• The problem: From the listing below, return every line with the string "beige" in it.

• Input data:
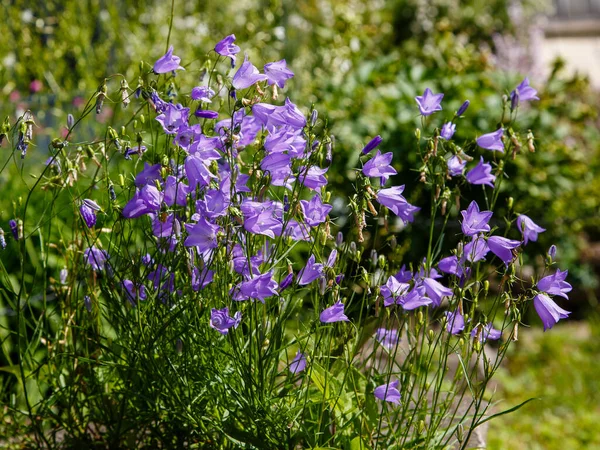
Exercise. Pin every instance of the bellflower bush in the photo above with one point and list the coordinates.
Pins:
(206, 297)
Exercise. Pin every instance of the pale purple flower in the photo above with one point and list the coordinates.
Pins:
(492, 141)
(226, 47)
(298, 364)
(481, 174)
(334, 313)
(392, 199)
(485, 332)
(222, 322)
(315, 211)
(528, 228)
(168, 62)
(277, 73)
(549, 312)
(246, 76)
(429, 102)
(203, 93)
(448, 130)
(503, 248)
(475, 221)
(387, 338)
(555, 284)
(388, 392)
(455, 322)
(373, 143)
(379, 166)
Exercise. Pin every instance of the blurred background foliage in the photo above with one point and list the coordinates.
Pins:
(361, 64)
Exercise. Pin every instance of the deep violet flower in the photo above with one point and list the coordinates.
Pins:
(429, 102)
(222, 322)
(226, 47)
(373, 143)
(278, 73)
(528, 228)
(168, 62)
(334, 313)
(298, 364)
(481, 174)
(549, 312)
(448, 130)
(388, 392)
(492, 141)
(475, 221)
(379, 166)
(555, 284)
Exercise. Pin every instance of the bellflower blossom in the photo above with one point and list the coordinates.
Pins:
(492, 141)
(388, 392)
(528, 228)
(278, 73)
(222, 322)
(481, 174)
(429, 102)
(167, 63)
(379, 166)
(226, 47)
(475, 221)
(550, 313)
(334, 313)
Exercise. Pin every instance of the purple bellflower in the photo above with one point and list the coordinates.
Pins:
(277, 73)
(222, 322)
(429, 102)
(503, 248)
(481, 174)
(226, 47)
(549, 312)
(492, 141)
(379, 166)
(388, 392)
(448, 130)
(555, 284)
(298, 364)
(528, 228)
(475, 221)
(246, 76)
(334, 313)
(168, 62)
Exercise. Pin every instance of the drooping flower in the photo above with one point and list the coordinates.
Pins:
(448, 130)
(475, 221)
(392, 199)
(379, 166)
(528, 228)
(334, 313)
(387, 338)
(556, 284)
(226, 47)
(481, 174)
(388, 392)
(503, 247)
(246, 76)
(455, 322)
(315, 211)
(429, 102)
(222, 322)
(456, 166)
(522, 93)
(373, 143)
(277, 73)
(298, 364)
(168, 62)
(549, 312)
(492, 141)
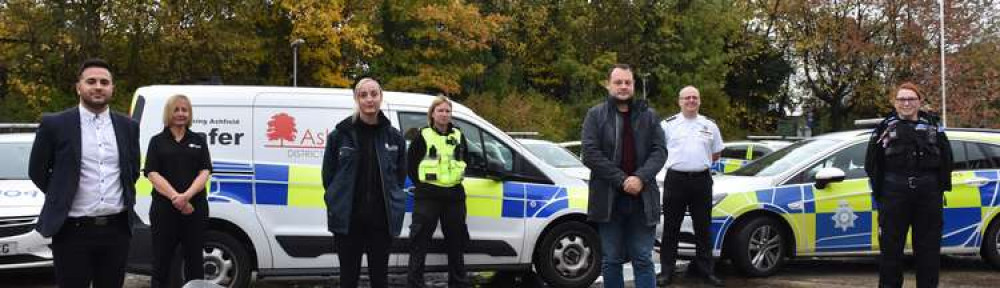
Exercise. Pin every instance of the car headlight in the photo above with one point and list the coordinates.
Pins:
(716, 198)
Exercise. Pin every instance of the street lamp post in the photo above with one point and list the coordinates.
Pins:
(944, 95)
(295, 61)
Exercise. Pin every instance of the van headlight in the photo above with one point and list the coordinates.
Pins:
(716, 198)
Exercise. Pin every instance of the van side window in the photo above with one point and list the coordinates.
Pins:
(481, 152)
(485, 150)
(410, 124)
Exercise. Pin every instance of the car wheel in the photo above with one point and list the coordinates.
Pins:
(991, 245)
(227, 262)
(760, 247)
(569, 255)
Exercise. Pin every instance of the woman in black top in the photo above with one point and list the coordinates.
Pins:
(178, 165)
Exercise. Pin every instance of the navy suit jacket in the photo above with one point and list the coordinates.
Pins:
(55, 164)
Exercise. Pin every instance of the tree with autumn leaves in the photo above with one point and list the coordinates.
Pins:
(524, 65)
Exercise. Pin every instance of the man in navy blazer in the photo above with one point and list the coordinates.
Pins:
(86, 161)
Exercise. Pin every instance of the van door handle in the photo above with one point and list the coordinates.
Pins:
(977, 182)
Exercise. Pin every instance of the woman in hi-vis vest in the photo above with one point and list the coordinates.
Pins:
(436, 164)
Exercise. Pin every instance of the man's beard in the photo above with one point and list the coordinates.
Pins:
(620, 101)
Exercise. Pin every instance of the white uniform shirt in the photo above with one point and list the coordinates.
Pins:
(100, 191)
(691, 142)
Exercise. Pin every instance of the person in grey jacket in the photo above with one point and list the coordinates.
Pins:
(624, 149)
(364, 169)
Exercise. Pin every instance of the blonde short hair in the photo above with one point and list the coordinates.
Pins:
(168, 109)
(441, 99)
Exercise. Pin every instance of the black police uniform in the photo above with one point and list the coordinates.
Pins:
(433, 204)
(909, 164)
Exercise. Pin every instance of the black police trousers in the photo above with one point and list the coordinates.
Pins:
(91, 251)
(426, 213)
(368, 236)
(910, 202)
(170, 229)
(687, 192)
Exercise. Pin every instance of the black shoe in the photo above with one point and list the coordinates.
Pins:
(714, 281)
(664, 280)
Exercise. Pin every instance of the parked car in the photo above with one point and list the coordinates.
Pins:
(558, 157)
(812, 198)
(20, 203)
(738, 153)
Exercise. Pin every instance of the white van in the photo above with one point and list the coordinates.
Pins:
(267, 213)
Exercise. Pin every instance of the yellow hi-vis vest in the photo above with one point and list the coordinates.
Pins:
(440, 166)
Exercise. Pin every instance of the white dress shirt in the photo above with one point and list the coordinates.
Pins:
(100, 190)
(691, 142)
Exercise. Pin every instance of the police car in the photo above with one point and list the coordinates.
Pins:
(812, 198)
(267, 214)
(739, 153)
(20, 203)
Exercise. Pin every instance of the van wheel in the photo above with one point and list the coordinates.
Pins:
(569, 255)
(227, 262)
(991, 245)
(760, 247)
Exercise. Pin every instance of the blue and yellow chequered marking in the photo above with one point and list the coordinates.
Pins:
(726, 165)
(812, 214)
(300, 186)
(222, 187)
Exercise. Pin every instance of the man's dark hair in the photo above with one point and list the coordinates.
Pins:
(90, 63)
(619, 66)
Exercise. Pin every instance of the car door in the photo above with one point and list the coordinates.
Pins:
(844, 219)
(732, 157)
(974, 180)
(495, 215)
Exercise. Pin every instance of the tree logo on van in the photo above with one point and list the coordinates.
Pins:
(281, 127)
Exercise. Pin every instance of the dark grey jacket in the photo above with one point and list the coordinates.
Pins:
(602, 140)
(340, 170)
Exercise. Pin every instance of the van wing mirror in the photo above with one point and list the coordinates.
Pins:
(829, 175)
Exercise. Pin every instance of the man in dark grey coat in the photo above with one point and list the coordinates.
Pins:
(624, 150)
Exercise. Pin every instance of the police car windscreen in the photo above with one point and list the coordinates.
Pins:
(786, 158)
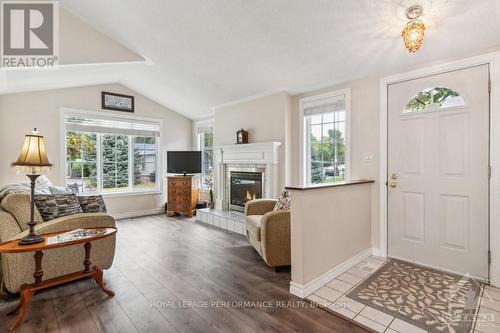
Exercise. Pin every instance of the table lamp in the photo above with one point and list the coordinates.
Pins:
(33, 161)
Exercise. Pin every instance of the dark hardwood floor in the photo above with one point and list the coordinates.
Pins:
(167, 275)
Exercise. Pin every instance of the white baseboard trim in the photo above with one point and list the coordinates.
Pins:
(128, 215)
(377, 252)
(303, 291)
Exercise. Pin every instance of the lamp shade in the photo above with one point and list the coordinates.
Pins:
(33, 153)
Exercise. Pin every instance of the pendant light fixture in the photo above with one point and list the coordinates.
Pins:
(413, 32)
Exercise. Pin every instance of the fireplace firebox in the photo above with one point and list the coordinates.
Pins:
(245, 186)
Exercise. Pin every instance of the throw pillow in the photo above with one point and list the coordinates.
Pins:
(42, 185)
(284, 201)
(62, 190)
(92, 204)
(52, 206)
(19, 205)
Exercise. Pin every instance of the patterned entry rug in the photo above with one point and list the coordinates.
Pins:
(427, 298)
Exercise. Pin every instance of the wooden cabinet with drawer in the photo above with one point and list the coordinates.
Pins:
(182, 195)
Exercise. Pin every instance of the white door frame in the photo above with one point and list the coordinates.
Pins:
(493, 60)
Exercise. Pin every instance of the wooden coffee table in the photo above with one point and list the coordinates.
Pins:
(28, 290)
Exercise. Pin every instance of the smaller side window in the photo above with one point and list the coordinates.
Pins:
(432, 99)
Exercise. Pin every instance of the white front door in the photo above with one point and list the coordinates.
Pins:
(438, 171)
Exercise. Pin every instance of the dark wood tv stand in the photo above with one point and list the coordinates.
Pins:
(182, 195)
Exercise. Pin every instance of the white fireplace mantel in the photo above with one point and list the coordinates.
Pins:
(265, 154)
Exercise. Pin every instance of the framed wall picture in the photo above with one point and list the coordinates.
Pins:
(241, 136)
(117, 102)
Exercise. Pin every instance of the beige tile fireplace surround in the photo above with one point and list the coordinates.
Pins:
(262, 157)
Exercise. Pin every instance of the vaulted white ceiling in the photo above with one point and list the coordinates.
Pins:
(207, 53)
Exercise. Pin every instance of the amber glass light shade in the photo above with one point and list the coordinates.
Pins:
(413, 35)
(33, 155)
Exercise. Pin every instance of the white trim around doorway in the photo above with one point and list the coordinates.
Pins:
(493, 60)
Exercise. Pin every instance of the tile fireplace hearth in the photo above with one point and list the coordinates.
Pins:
(245, 184)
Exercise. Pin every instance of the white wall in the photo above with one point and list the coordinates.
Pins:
(266, 119)
(20, 113)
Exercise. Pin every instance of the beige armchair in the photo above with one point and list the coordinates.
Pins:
(17, 269)
(268, 231)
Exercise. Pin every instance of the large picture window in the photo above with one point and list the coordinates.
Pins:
(206, 145)
(325, 139)
(105, 155)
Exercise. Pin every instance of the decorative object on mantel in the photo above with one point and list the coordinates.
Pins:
(117, 102)
(413, 32)
(210, 184)
(241, 136)
(33, 161)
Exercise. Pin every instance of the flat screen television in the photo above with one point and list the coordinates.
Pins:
(184, 162)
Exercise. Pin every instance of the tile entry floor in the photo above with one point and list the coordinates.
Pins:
(332, 297)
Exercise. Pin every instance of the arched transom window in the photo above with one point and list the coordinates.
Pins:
(432, 99)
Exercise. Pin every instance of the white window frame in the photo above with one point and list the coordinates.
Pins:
(65, 112)
(199, 124)
(304, 152)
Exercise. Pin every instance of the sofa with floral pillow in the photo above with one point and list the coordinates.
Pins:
(53, 212)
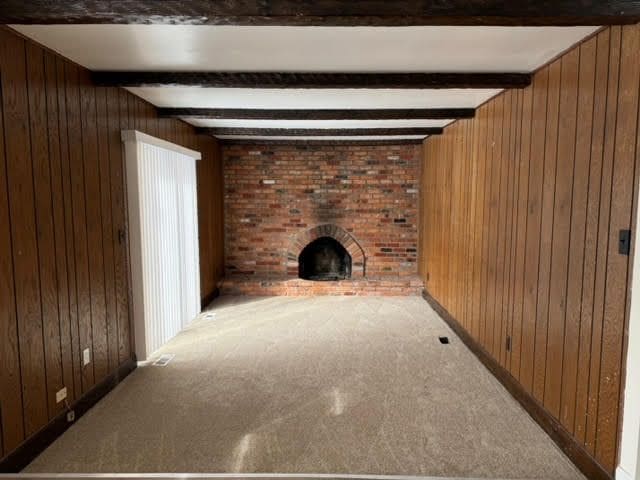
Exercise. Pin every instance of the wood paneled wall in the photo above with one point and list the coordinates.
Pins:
(210, 217)
(521, 210)
(63, 257)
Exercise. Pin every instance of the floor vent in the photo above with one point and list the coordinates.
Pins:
(164, 360)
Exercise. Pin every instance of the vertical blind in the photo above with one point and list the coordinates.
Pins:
(163, 232)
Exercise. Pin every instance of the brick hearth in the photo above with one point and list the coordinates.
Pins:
(280, 198)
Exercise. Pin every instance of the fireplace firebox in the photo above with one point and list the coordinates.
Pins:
(324, 259)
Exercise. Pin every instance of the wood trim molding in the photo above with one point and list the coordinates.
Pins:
(576, 452)
(323, 114)
(38, 442)
(321, 143)
(207, 299)
(325, 132)
(322, 12)
(410, 80)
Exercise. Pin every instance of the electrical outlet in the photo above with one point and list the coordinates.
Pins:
(61, 395)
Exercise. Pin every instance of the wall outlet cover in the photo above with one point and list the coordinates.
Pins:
(61, 394)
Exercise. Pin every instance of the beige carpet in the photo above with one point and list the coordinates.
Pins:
(312, 385)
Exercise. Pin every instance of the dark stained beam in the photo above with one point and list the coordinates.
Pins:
(323, 12)
(320, 132)
(347, 114)
(310, 143)
(312, 80)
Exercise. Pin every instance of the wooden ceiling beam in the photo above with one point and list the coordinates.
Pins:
(320, 132)
(320, 143)
(323, 12)
(345, 114)
(312, 80)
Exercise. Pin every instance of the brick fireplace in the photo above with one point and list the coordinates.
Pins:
(279, 200)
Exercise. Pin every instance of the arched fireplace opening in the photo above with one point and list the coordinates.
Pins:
(324, 259)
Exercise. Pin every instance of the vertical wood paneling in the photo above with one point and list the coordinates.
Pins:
(546, 230)
(10, 381)
(24, 233)
(95, 249)
(78, 214)
(72, 346)
(45, 226)
(531, 195)
(107, 228)
(618, 265)
(593, 409)
(561, 230)
(64, 282)
(586, 85)
(61, 331)
(587, 313)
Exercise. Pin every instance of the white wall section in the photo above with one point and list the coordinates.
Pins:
(161, 189)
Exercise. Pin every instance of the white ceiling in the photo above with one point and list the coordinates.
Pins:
(323, 137)
(318, 49)
(234, 123)
(195, 97)
(311, 49)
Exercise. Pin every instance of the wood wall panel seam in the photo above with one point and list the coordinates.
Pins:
(63, 261)
(545, 268)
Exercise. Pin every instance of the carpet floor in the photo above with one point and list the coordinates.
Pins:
(358, 385)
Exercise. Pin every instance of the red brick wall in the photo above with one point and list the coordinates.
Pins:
(273, 193)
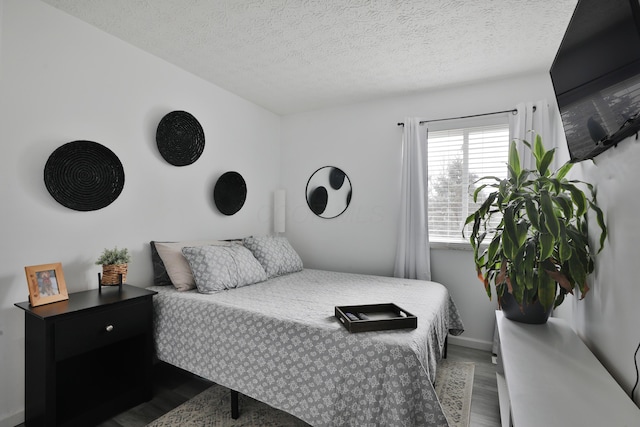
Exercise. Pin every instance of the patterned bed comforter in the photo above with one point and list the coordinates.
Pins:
(279, 342)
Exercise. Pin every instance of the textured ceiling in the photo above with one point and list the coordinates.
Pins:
(297, 55)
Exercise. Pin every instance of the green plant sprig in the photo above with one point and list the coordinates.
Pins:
(114, 256)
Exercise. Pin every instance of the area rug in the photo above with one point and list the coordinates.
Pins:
(211, 408)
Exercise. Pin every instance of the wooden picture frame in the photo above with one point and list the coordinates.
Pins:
(46, 284)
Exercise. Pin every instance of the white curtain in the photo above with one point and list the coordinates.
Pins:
(412, 252)
(532, 118)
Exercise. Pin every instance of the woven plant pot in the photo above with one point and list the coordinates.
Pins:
(111, 274)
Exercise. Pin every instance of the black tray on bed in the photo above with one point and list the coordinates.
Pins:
(375, 317)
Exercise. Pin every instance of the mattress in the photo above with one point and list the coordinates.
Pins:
(279, 342)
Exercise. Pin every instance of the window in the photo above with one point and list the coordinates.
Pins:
(458, 158)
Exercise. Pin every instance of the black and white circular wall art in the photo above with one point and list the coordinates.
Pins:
(230, 193)
(84, 175)
(328, 192)
(180, 138)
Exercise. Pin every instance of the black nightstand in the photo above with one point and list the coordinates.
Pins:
(88, 358)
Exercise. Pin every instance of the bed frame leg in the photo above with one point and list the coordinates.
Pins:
(235, 413)
(446, 345)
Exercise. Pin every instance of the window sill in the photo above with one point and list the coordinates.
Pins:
(458, 246)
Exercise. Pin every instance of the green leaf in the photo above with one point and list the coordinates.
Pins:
(521, 231)
(546, 289)
(514, 160)
(546, 245)
(532, 213)
(564, 249)
(494, 246)
(577, 270)
(510, 225)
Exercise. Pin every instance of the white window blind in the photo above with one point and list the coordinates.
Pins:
(457, 158)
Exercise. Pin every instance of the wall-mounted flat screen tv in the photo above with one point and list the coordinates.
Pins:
(596, 76)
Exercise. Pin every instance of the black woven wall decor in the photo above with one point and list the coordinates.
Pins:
(84, 175)
(180, 138)
(230, 193)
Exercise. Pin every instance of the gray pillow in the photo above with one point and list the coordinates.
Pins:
(216, 268)
(275, 253)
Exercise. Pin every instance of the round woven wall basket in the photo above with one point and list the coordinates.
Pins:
(111, 274)
(84, 175)
(180, 138)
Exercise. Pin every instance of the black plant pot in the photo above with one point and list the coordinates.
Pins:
(529, 313)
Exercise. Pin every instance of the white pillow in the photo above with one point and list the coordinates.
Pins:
(176, 264)
(216, 268)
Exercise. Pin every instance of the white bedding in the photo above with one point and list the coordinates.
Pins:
(279, 342)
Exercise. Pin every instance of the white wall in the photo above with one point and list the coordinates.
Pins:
(364, 141)
(607, 319)
(63, 80)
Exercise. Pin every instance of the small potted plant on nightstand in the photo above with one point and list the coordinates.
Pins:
(114, 264)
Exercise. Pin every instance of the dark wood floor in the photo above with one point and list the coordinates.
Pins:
(173, 386)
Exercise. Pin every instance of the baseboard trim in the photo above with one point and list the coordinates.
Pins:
(471, 343)
(12, 420)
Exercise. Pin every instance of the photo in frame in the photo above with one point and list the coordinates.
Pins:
(46, 284)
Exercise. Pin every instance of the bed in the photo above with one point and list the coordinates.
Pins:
(278, 341)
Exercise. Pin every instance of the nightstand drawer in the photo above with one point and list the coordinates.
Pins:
(99, 328)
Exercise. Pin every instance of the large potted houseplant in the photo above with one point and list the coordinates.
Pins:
(114, 264)
(530, 235)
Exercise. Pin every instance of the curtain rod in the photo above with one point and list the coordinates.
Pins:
(513, 111)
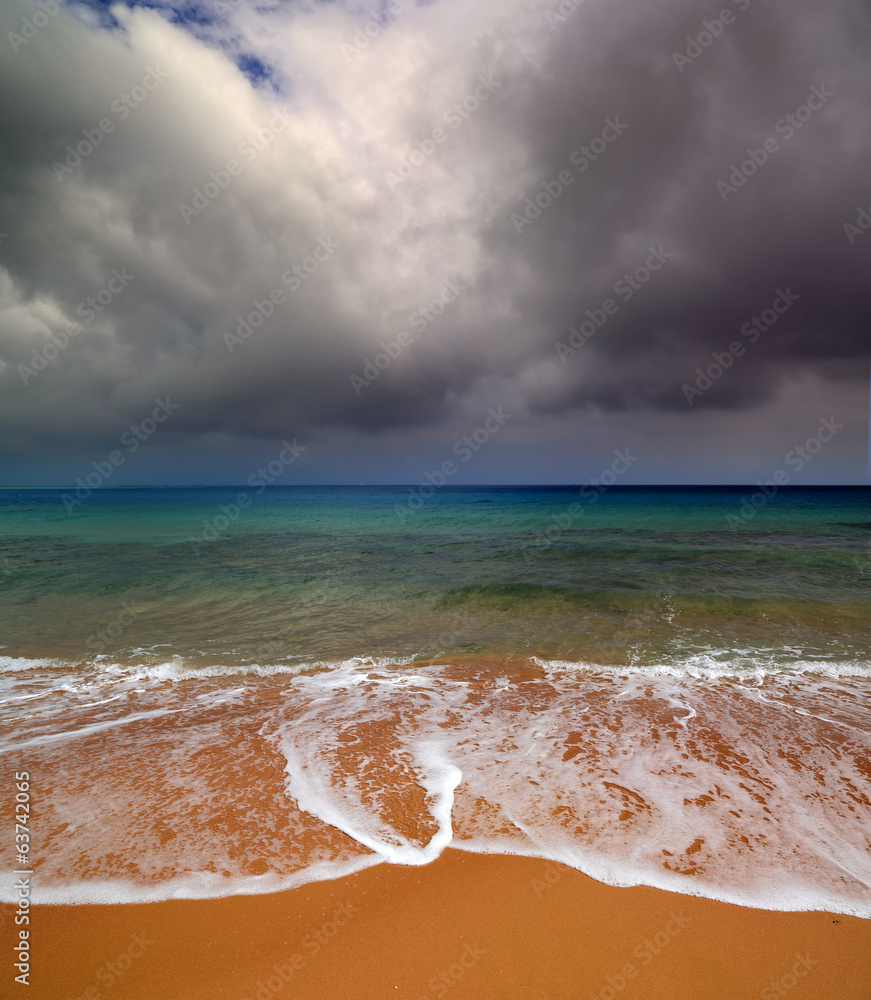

• Response:
Exercise. Pin every instance of the beige tile fireplace surround in the photo above with one point and list the coordinates.
Exercise. Pin every instance of the beige armchair in the photo above with one point and list the coordinates.
Exercise. Pin every instance of the beige carpet in the photo above with one point and list the coordinates.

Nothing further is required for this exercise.